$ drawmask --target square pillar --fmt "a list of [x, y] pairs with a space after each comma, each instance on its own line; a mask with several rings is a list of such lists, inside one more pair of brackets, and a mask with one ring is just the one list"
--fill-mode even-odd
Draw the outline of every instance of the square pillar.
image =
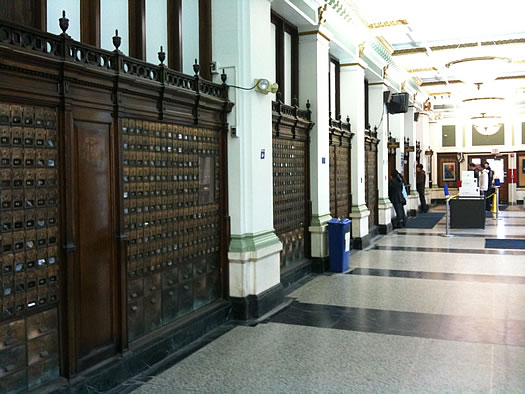
[[315, 271], [324, 271], [328, 261], [327, 222], [330, 216], [329, 40], [318, 29], [299, 32], [300, 103], [312, 104], [310, 132], [310, 196], [312, 200], [311, 254]]
[[[253, 86], [271, 78], [268, 0], [213, 0], [213, 59], [227, 83]], [[271, 81], [273, 82], [273, 81]], [[234, 319], [256, 319], [283, 300], [282, 244], [273, 229], [272, 94], [230, 88], [235, 110], [228, 123], [228, 200], [231, 217], [229, 295]], [[261, 152], [265, 154], [261, 154]]]
[[[414, 121], [414, 113], [416, 109], [414, 106], [408, 107], [408, 112], [405, 113], [405, 137], [410, 139], [410, 146], [416, 145], [416, 122]], [[408, 175], [405, 175], [405, 181], [410, 185], [410, 194], [407, 199], [407, 214], [409, 216], [416, 216], [419, 206], [419, 195], [416, 190], [416, 151], [408, 154]]]
[[383, 93], [388, 91], [384, 82], [368, 84], [368, 111], [372, 128], [377, 127], [377, 187], [379, 233], [392, 231], [392, 203], [388, 199], [388, 114]]
[[370, 211], [365, 199], [365, 69], [361, 59], [340, 65], [341, 115], [350, 116], [352, 131], [352, 238], [354, 246], [370, 244], [368, 216]]

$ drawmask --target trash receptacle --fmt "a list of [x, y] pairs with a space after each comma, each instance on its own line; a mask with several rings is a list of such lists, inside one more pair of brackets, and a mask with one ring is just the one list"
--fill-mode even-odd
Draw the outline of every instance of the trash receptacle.
[[350, 264], [350, 219], [328, 221], [328, 244], [330, 247], [330, 271], [344, 272]]

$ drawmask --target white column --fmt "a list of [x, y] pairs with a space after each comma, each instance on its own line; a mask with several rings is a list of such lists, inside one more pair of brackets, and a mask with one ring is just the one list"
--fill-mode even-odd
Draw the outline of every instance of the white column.
[[329, 41], [319, 31], [300, 33], [299, 93], [303, 106], [310, 100], [312, 121], [310, 132], [310, 196], [312, 200], [312, 257], [328, 256], [327, 222], [330, 216], [329, 107], [328, 67]]
[[372, 128], [377, 127], [377, 187], [379, 232], [392, 230], [392, 203], [388, 199], [388, 122], [383, 93], [388, 91], [384, 82], [368, 84], [368, 111]]
[[[253, 86], [256, 78], [270, 78], [273, 59], [261, 56], [272, 53], [270, 2], [213, 0], [212, 10], [213, 58], [228, 74], [227, 83]], [[274, 96], [233, 88], [230, 94], [235, 111], [228, 122], [235, 126], [236, 135], [228, 136], [229, 294], [232, 302], [254, 295], [259, 300], [263, 293], [282, 293], [282, 244], [273, 229]], [[245, 304], [234, 302], [234, 312], [235, 305]], [[251, 318], [267, 312], [255, 309], [239, 315]]]
[[410, 195], [407, 199], [407, 212], [415, 216], [419, 206], [419, 195], [416, 190], [416, 122], [414, 122], [414, 113], [416, 109], [413, 106], [408, 108], [405, 113], [405, 137], [410, 139], [410, 146], [414, 147], [414, 151], [408, 155], [408, 175], [405, 174], [405, 181], [410, 185]]
[[368, 235], [370, 211], [365, 201], [365, 68], [362, 60], [340, 66], [341, 115], [350, 116], [352, 131], [352, 237]]
[[429, 150], [430, 147], [430, 124], [429, 124], [429, 117], [426, 113], [421, 112], [419, 114], [419, 120], [417, 122], [417, 130], [418, 130], [418, 139], [421, 142], [421, 164], [423, 164], [423, 170], [426, 172], [426, 179], [425, 179], [425, 199], [427, 202], [427, 205], [430, 205], [430, 202], [432, 201], [432, 193], [429, 188], [429, 182], [430, 182], [430, 168], [429, 168], [429, 161], [428, 156], [425, 154], [426, 151]]

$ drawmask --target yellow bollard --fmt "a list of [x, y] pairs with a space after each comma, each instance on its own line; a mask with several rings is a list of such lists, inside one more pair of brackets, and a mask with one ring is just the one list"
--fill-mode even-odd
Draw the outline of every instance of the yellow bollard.
[[497, 211], [497, 200], [496, 200], [496, 193], [494, 193], [493, 197], [492, 197], [492, 210], [490, 211], [491, 213], [496, 213]]

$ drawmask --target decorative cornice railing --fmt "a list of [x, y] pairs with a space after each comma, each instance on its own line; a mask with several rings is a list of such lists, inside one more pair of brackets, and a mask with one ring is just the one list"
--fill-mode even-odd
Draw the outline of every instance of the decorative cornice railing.
[[365, 141], [373, 142], [375, 144], [379, 143], [379, 138], [377, 138], [377, 127], [373, 129], [365, 129]]
[[354, 136], [350, 124], [350, 117], [347, 116], [346, 120], [342, 120], [341, 115], [337, 115], [337, 119], [332, 119], [332, 114], [330, 113], [328, 122], [330, 145], [343, 145], [344, 140], [350, 144], [350, 139]]
[[283, 128], [289, 129], [293, 138], [297, 136], [297, 130], [304, 130], [306, 134], [312, 129], [314, 123], [311, 121], [310, 101], [306, 102], [306, 109], [299, 108], [297, 99], [293, 99], [293, 105], [286, 105], [280, 101], [272, 101], [272, 123], [275, 136], [279, 136]]
[[170, 70], [164, 65], [166, 54], [162, 47], [158, 53], [159, 65], [144, 62], [119, 51], [121, 37], [115, 31], [113, 37], [114, 51], [107, 51], [73, 40], [68, 34], [69, 20], [63, 13], [60, 18], [60, 35], [44, 33], [36, 29], [19, 26], [0, 20], [0, 45], [17, 47], [19, 50], [35, 53], [46, 58], [56, 59], [64, 63], [81, 64], [90, 69], [130, 76], [138, 80], [171, 86], [177, 89], [193, 91], [194, 93], [227, 99], [228, 85], [223, 76], [222, 84], [202, 80], [199, 67], [194, 66], [195, 75], [190, 76]]

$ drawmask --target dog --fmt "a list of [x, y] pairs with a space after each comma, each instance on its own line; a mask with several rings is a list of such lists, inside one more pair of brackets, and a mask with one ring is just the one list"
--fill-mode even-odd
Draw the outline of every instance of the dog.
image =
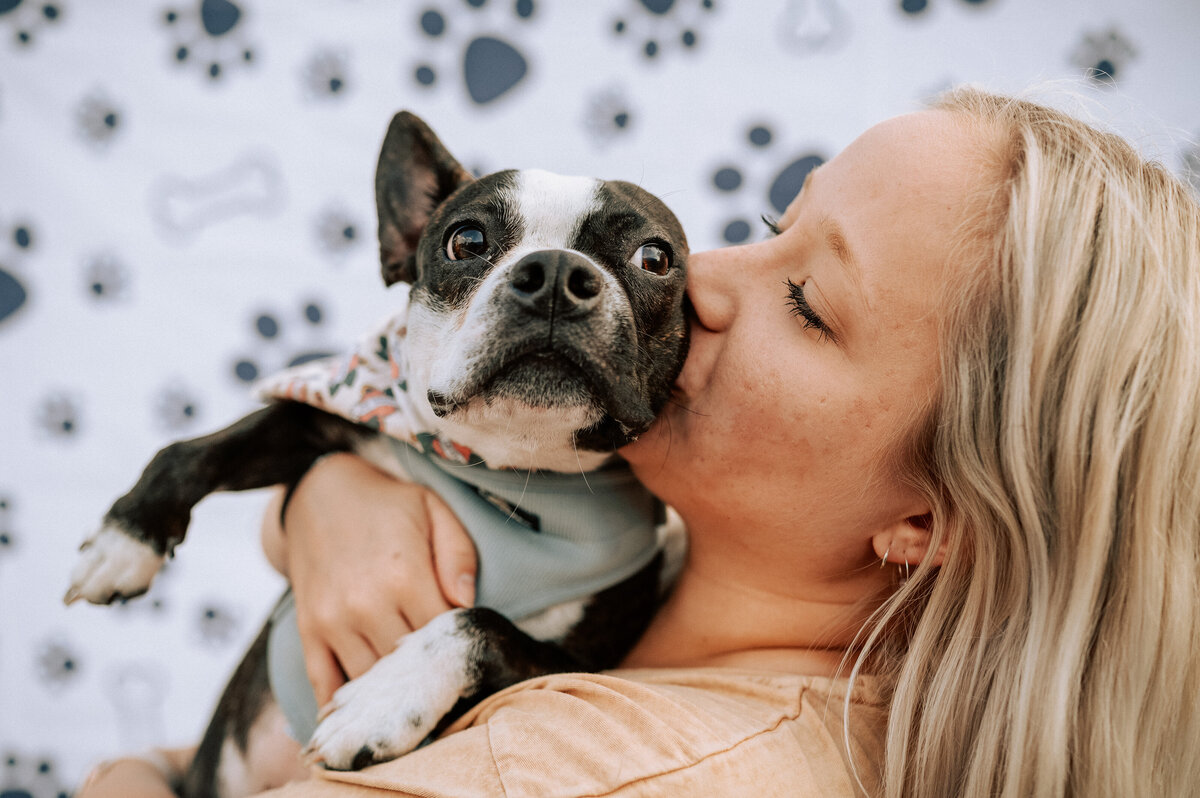
[[[468, 482], [512, 477], [518, 488], [533, 474], [590, 476], [589, 493], [626, 468], [616, 450], [669, 400], [687, 352], [688, 247], [671, 211], [621, 181], [538, 170], [474, 178], [407, 112], [388, 128], [375, 188], [381, 271], [398, 292], [397, 313], [348, 357], [268, 380], [264, 408], [155, 455], [80, 547], [68, 604], [145, 592], [202, 498], [290, 491], [333, 452], [418, 481], [418, 464]], [[537, 565], [549, 535], [520, 490], [466, 490], [501, 508], [502, 545], [519, 551], [510, 559], [555, 576], [570, 570], [570, 549]], [[343, 685], [305, 749], [311, 761], [358, 769], [400, 756], [518, 681], [615, 666], [649, 623], [662, 567], [652, 536], [607, 576], [589, 574], [575, 593], [556, 588], [542, 605], [506, 615], [486, 606], [489, 546], [467, 526], [481, 601], [438, 616]], [[496, 590], [519, 605], [528, 578], [505, 582], [500, 572]], [[248, 735], [273, 705], [272, 631], [269, 621], [222, 695], [185, 795], [244, 788], [229, 774], [252, 766]]]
----------------
* **Required action**: Every line above is to be returned exactly, with its pictures removed.

* **Task output**:
$ drawmask --target square pillar --fmt "a list of [x, y] pairs with a space after each comma, each instance on its own line; a mask with several rings is a list of such lists, inside one more pair of brackets, and a mask with one ring is just the one list"
--fill-mode even-odd
Draw the outline of every instance of the square pillar.
image =
[[315, 271], [324, 271], [328, 261], [327, 222], [330, 216], [329, 40], [318, 29], [299, 32], [300, 103], [312, 104], [310, 132], [310, 196], [312, 200], [311, 254]]
[[[253, 86], [271, 78], [268, 0], [213, 0], [213, 59], [227, 83]], [[271, 81], [273, 82], [273, 81]], [[234, 319], [256, 319], [283, 300], [282, 244], [273, 229], [272, 94], [230, 88], [235, 110], [228, 123], [228, 200], [231, 217], [229, 295]], [[261, 152], [265, 154], [261, 154]]]
[[[414, 121], [414, 113], [416, 109], [414, 106], [408, 107], [408, 112], [405, 113], [405, 137], [410, 139], [410, 146], [416, 145], [416, 122]], [[408, 175], [405, 175], [405, 181], [410, 185], [410, 194], [407, 199], [407, 214], [409, 216], [416, 216], [419, 206], [419, 195], [416, 190], [416, 151], [408, 154]]]
[[383, 93], [388, 91], [384, 82], [368, 84], [368, 111], [372, 128], [377, 127], [377, 187], [379, 233], [392, 231], [392, 203], [388, 199], [388, 114]]
[[370, 211], [365, 199], [365, 69], [361, 59], [340, 65], [341, 115], [350, 116], [352, 131], [352, 238], [354, 246], [370, 244], [368, 216]]

$ drawmask --target trash receptacle --fmt "a list of [x, y] pairs with a space after each comma, each instance on its own line; a mask with several rings is a list of such lists, inside one more pair of brackets, and a mask with one ring is just the one list"
--fill-mode even-odd
Draw the outline of every instance of the trash receptacle.
[[350, 264], [350, 219], [328, 221], [328, 244], [330, 247], [330, 271], [344, 272]]

$ drawmask --target white column --fmt "a list of [x, y] pairs with a space after each comma, each instance on its own line; a mask with several rings is a list of such lists, inside one more pair of brackets, and a mask with one ring is just the one list"
--fill-mode even-odd
Draw the outline of every instance of the white column.
[[329, 41], [319, 31], [300, 33], [299, 93], [303, 106], [310, 100], [312, 121], [310, 132], [310, 196], [312, 200], [312, 257], [328, 256], [327, 222], [330, 216], [329, 107], [328, 67]]
[[372, 128], [377, 127], [377, 187], [379, 232], [392, 230], [392, 203], [388, 199], [388, 122], [383, 93], [388, 91], [384, 82], [368, 84], [368, 111]]
[[[253, 86], [256, 78], [270, 78], [273, 59], [261, 56], [272, 53], [270, 2], [213, 0], [212, 10], [213, 58], [228, 74], [227, 83]], [[274, 96], [233, 88], [230, 94], [235, 111], [228, 122], [235, 126], [236, 135], [228, 136], [229, 294], [232, 302], [254, 295], [259, 300], [263, 293], [282, 293], [282, 244], [273, 229]], [[245, 304], [234, 302], [234, 312], [235, 305]], [[251, 318], [267, 312], [255, 309], [239, 315]]]
[[410, 195], [407, 199], [407, 212], [415, 216], [419, 206], [419, 195], [416, 190], [416, 122], [414, 122], [414, 113], [416, 109], [413, 106], [408, 108], [405, 113], [405, 137], [410, 139], [410, 146], [414, 147], [414, 151], [408, 155], [408, 175], [405, 174], [405, 181], [410, 185]]
[[368, 235], [370, 211], [365, 201], [365, 68], [362, 60], [340, 66], [341, 115], [350, 116], [352, 131], [352, 237]]
[[429, 150], [430, 147], [430, 124], [429, 124], [429, 117], [426, 113], [421, 112], [419, 114], [419, 120], [417, 122], [417, 130], [418, 130], [418, 139], [421, 142], [421, 164], [423, 164], [423, 170], [426, 172], [426, 179], [425, 179], [425, 199], [427, 202], [427, 205], [430, 205], [430, 202], [432, 201], [432, 193], [429, 188], [429, 182], [430, 182], [430, 168], [429, 168], [429, 161], [428, 156], [425, 154], [426, 151]]

$ drawmask --target yellow bollard --fmt "a list of [x, y] pairs with a space after each comma, each instance on its own line; a mask with several rings is a list of such lists, inside one more pair of brackets, and a mask with one ring is just the one list"
--fill-mode even-odd
Draw the outline of every instance of the yellow bollard.
[[497, 211], [497, 200], [496, 200], [496, 193], [494, 193], [493, 197], [492, 197], [492, 210], [490, 211], [491, 213], [496, 213]]

$ drawmask --target decorative cornice railing --fmt "a list of [x, y] pairs with a space after each comma, each instance on its own line; a mask with several rings is a list of such lists, inside one more pair of brackets, and a mask with one ring is just the one list"
--fill-mode even-odd
Draw the outline of every instance of the decorative cornice railing.
[[365, 141], [373, 142], [375, 144], [379, 143], [379, 138], [377, 138], [377, 127], [373, 129], [365, 129]]
[[354, 136], [350, 124], [350, 117], [347, 116], [346, 120], [342, 120], [341, 115], [337, 115], [337, 119], [332, 119], [332, 114], [330, 113], [328, 122], [330, 145], [343, 145], [344, 140], [350, 144], [350, 139]]
[[283, 128], [289, 129], [293, 138], [297, 136], [297, 130], [304, 130], [306, 134], [312, 129], [314, 123], [311, 121], [310, 101], [306, 102], [306, 109], [299, 108], [297, 99], [293, 99], [293, 105], [286, 105], [280, 101], [272, 101], [272, 123], [275, 136], [279, 136]]
[[170, 70], [164, 65], [166, 54], [162, 47], [158, 53], [159, 65], [144, 62], [119, 51], [121, 37], [115, 31], [113, 37], [114, 51], [107, 51], [73, 40], [68, 34], [69, 20], [63, 13], [60, 18], [60, 35], [44, 33], [36, 29], [19, 26], [0, 20], [0, 45], [17, 47], [19, 50], [35, 53], [46, 58], [56, 59], [64, 63], [81, 64], [90, 69], [130, 76], [138, 80], [171, 86], [177, 89], [193, 91], [194, 93], [227, 99], [228, 85], [223, 76], [222, 84], [202, 80], [199, 67], [194, 66], [195, 75], [190, 76]]

$ drawmask --target dog --fmt "a list of [x, y] pairs with a space after each comma, each instance on its own line; a mask with several rings is a list of such lists, inside one more pair of brackets, and a mask with one ring is just the one list"
--fill-mode even-odd
Draw the outline of every instance of the dog.
image =
[[[468, 482], [512, 477], [518, 488], [533, 474], [590, 476], [589, 493], [626, 468], [616, 450], [669, 400], [687, 352], [688, 247], [671, 211], [621, 181], [538, 170], [474, 178], [407, 112], [388, 128], [375, 188], [381, 271], [398, 292], [397, 313], [348, 357], [268, 380], [264, 408], [155, 455], [80, 547], [68, 604], [145, 592], [202, 498], [290, 491], [333, 452], [418, 481], [418, 464]], [[537, 565], [549, 535], [520, 490], [466, 490], [501, 508], [502, 545], [519, 551], [510, 559], [555, 576], [570, 570], [570, 549]], [[343, 685], [305, 749], [311, 761], [358, 769], [400, 756], [518, 681], [615, 666], [649, 623], [662, 567], [652, 536], [607, 576], [589, 574], [575, 593], [556, 588], [542, 605], [506, 615], [486, 606], [489, 546], [467, 526], [481, 601], [438, 616]], [[496, 590], [519, 605], [528, 578], [505, 582], [500, 572]], [[248, 735], [273, 705], [272, 631], [269, 621], [222, 695], [185, 795], [244, 788], [229, 774], [252, 766]]]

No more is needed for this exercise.